Task to carry out
Turn every row below into a JSON list of strings, one string per line, with blank lines left out.

------ Entries provided ------

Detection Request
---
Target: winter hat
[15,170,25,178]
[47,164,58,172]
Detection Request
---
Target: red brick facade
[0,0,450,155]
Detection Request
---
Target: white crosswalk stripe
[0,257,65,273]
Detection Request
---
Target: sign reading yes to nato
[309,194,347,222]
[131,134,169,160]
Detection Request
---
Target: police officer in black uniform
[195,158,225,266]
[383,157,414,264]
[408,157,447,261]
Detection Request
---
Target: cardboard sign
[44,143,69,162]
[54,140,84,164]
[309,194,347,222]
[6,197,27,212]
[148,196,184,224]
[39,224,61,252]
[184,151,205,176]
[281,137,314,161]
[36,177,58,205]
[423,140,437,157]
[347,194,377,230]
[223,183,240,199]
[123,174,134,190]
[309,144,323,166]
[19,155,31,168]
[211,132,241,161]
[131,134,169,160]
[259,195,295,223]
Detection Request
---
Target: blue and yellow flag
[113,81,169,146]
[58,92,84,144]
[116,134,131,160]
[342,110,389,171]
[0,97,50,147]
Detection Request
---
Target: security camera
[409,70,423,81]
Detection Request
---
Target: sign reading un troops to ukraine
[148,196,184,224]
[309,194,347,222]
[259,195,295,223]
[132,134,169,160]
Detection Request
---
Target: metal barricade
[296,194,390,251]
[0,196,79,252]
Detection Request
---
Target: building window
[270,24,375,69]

------

Finished answer
[
  "Detection Request",
  "---",
  "Target: winter hat",
  "[15,170,25,178]",
  "[47,164,58,172]",
  "Detection Request",
  "---",
  "Target: red brick facade",
  "[0,0,450,155]",
  "Detection Request",
  "---",
  "Target: white crosswalk stripe",
  "[0,257,65,273]",
  "Detection Request",
  "---",
  "Target: sign reading yes to nato",
  "[309,194,347,222]",
  "[131,134,169,160]",
  "Detection Request",
  "---",
  "Target: police officer in black uniform",
  "[195,158,225,266]",
  "[383,157,414,264]",
  "[408,157,447,261]",
  "Detection Request",
  "---",
  "Target: cardboard sign",
  "[44,143,69,162]",
  "[54,140,84,164]",
  "[309,194,347,222]",
  "[6,197,27,212]",
  "[148,196,184,224]",
  "[39,224,61,252]",
  "[184,151,205,176]",
  "[281,137,314,161]",
  "[36,177,58,205]",
  "[423,140,437,157]",
  "[347,194,377,230]",
  "[223,183,240,199]",
  "[123,174,134,190]",
  "[309,144,323,166]",
  "[19,155,31,168]",
  "[211,132,241,161]",
  "[131,134,169,160]",
  "[259,195,295,223]",
  "Detection Request",
  "---",
  "Target: blue and yellow flag",
  "[113,81,169,146]",
  "[58,92,84,144]",
  "[116,134,131,160]",
  "[342,110,389,171]",
  "[0,97,50,147]",
  "Detection Request",
  "---",
  "Target: security camera",
  "[409,70,423,81]",
  "Detection Request",
  "---",
  "Target: sign reading un troops to ukraine",
  "[148,196,184,224]",
  "[309,194,347,222]",
  "[259,195,295,223]",
  "[132,134,169,160]",
  "Detection Request",
  "---",
  "Target: metal barricade",
  "[296,194,390,251]",
  "[0,196,79,252]",
  "Detection Request",
  "---",
  "Target: building window",
  "[270,24,375,69]"
]